Isolated and unpaid, Mongolian coal drivers queue at Chinese border

mongolia china coal

This video grab from footage taken on October 16, 2021 shows coal to be loaded on trucks near Gants Mod port at the Chinese border with Gashuun Sukhait, in Umnugovi province, in Mongolia.  AFP

TSAGAAN KHAD, Mongolia — Snaking across the barren Mongolian desert, a convoy crawls along the once-busy highway to the Chinese border — its truckers desperate to finally deliver their cargo of coal after months of brutal Covid-19 delays and no pay.

Pre-pandemic, the route was packed with drivers delivering the vital fuel to China — the world’s biggest coal importer — currently grappling with widespread power cuts threatening its economic growth.

But now the line of trucks outside the tiny coal town of Tsagaan Khad has been reduced to a trickle, held up by China and Mongolia’s strict coronavirus measures, leaving the drivers stranded without pay or company.

“Our families are calling us and saying they need wood, fuel, and clothes to wear in winter,” said Davaasuren Tsogtsaikhan, 32, having waited three months to make a single delivery.

“Life is hard here,” he said.

Last year, resource-rich Mongolia exported over 35 million tonnes of coking coal to China — this year so far is less than a third of that.

Terrified any outbreak might make China slam the border shut, Mongolia has imposed strict coronavirus rules.

Some 3,500 increasingly wretched drivers have been quarantined in camps of 40 people while they wait.

Undrakh Bold told AFP he spent 42 days waiting without making a delivery, having been quarantined outside capital Ulaanbaatar after one member of his group tested positive.

After returning to Tsagaan Khad, the 43-year-old faced another 28 days of waiting.

“If all of us test negative, we will be able to transport our coal the next day,” the weary father-of-three said, as he queued to be tested.

On the Chinese side, they are not allowed out of their cabs, or even to open windows.

“I want to dump the coal in China, get my money and go back home,” he said.

Empty town, few drivers

Drivers are tested for Covid-19 in Mongolia then bussed over the Chinese border in masks and hazmat suits, where they undergo yet another test.

Mongolia’s vast South Gobi province is home to 12 billion tonnes of coal reserves — a key supplier to Chinese iron ore smelters.

But now many drivers are considering finding other work.

“We worry about Covid test results all day and night,” said trucker Davaasuren, preparing to take his first test.

There is already a shortage of drivers, with numbers down by around half according to Tsagaan Khad officials, and the impact on the small town has been devastating.

The main street is empty, with canteens and shops closed.

Strict virus measures are necessary to keep trade flowing, officials say.

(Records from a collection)
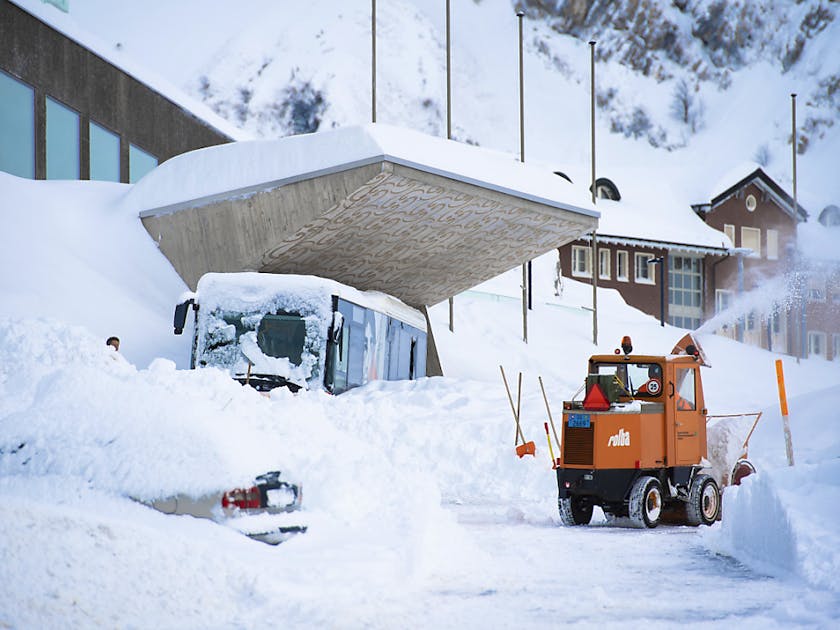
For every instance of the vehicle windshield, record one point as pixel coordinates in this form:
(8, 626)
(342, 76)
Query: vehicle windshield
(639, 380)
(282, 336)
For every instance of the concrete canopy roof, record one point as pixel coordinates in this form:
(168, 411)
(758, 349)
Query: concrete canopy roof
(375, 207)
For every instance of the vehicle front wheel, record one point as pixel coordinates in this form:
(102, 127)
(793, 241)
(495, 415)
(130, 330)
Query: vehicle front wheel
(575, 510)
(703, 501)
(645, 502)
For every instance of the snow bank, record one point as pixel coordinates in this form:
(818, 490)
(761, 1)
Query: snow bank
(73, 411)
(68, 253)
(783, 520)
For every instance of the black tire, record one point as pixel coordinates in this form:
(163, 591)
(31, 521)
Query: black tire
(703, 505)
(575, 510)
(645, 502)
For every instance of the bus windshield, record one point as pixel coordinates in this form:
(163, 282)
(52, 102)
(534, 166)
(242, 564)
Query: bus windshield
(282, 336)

* _WORK TASK_
Write out the article about Mongolian coal drivers word for word, from "Undrakh Bold told" up to and including "to open windows.".

* _THE ANSWER_
Undrakh Bold told AFP he spent 42 days waiting without making a delivery, having been quarantined outside capital Ulaanbaatar after one member of his group tested positive.

After returning to Tsagaan Khad, the 43-year-old faced another 28 days of waiting.

“If all of us test negative, we will be able to transport our coal the next day,” the weary father-of-three said, as he queued to be tested.

On the Chinese side, they are not allowed out of their cabs, or even to open windows.